━━━ DATASET ━━━

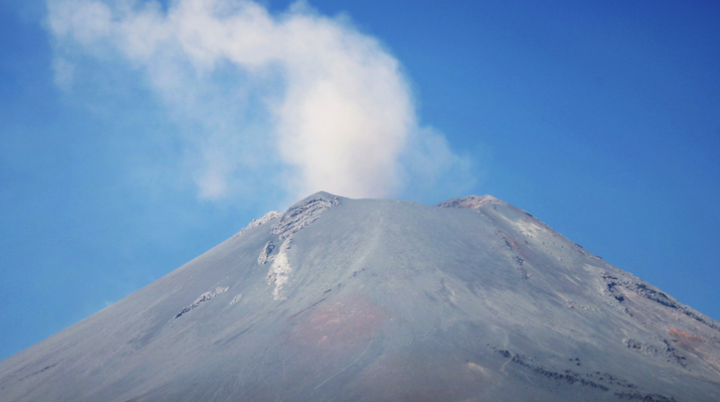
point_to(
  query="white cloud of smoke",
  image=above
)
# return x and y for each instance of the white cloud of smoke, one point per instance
(298, 90)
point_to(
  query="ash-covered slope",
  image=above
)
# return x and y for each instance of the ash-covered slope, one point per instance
(383, 300)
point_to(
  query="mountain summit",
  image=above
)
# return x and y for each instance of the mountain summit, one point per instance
(383, 300)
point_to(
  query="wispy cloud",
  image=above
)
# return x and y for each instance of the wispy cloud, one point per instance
(307, 100)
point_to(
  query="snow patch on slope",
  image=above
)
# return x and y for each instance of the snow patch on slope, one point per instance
(203, 298)
(266, 253)
(302, 214)
(279, 273)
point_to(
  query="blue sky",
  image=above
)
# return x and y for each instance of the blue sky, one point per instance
(118, 166)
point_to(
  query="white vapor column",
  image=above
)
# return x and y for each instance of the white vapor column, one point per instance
(338, 114)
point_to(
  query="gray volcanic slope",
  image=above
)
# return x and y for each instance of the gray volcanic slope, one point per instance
(383, 300)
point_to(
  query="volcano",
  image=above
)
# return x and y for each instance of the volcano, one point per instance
(340, 299)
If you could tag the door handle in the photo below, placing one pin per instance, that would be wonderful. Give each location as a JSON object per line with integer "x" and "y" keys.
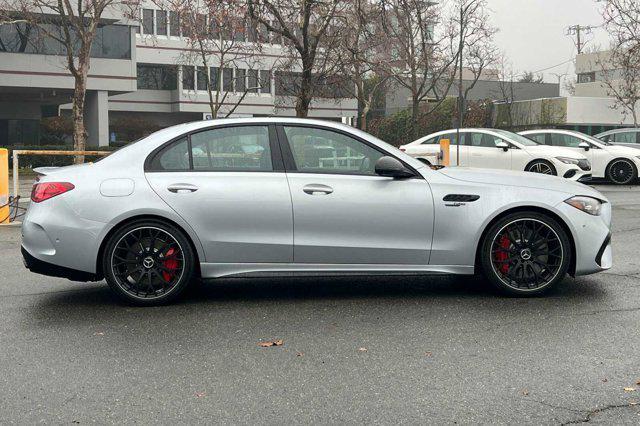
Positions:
{"x": 316, "y": 188}
{"x": 181, "y": 188}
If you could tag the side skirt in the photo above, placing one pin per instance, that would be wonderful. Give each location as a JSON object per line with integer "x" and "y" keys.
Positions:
{"x": 217, "y": 270}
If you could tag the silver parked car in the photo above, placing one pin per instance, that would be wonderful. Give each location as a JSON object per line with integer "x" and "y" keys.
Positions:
{"x": 277, "y": 195}
{"x": 628, "y": 137}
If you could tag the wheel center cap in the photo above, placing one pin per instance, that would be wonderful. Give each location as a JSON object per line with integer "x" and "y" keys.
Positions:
{"x": 148, "y": 262}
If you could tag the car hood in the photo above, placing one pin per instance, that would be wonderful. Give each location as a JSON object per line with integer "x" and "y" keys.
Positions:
{"x": 520, "y": 179}
{"x": 554, "y": 151}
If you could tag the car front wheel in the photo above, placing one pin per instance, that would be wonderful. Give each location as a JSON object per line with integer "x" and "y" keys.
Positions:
{"x": 541, "y": 166}
{"x": 148, "y": 262}
{"x": 621, "y": 172}
{"x": 525, "y": 253}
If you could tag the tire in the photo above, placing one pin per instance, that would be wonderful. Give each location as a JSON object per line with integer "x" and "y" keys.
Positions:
{"x": 148, "y": 262}
{"x": 516, "y": 257}
{"x": 541, "y": 166}
{"x": 622, "y": 171}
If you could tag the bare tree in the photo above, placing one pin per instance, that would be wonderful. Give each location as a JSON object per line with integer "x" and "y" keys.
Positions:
{"x": 476, "y": 50}
{"x": 506, "y": 87}
{"x": 220, "y": 37}
{"x": 530, "y": 77}
{"x": 359, "y": 51}
{"x": 309, "y": 29}
{"x": 622, "y": 69}
{"x": 73, "y": 25}
{"x": 420, "y": 59}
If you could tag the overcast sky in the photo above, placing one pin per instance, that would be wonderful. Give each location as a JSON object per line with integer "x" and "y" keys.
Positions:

━━━

* [PROBLEM DETAILS]: How many lines in the records above contain the word "wheel"? Answer with the number alone.

* [RESPONSE TO THE TASK]: 2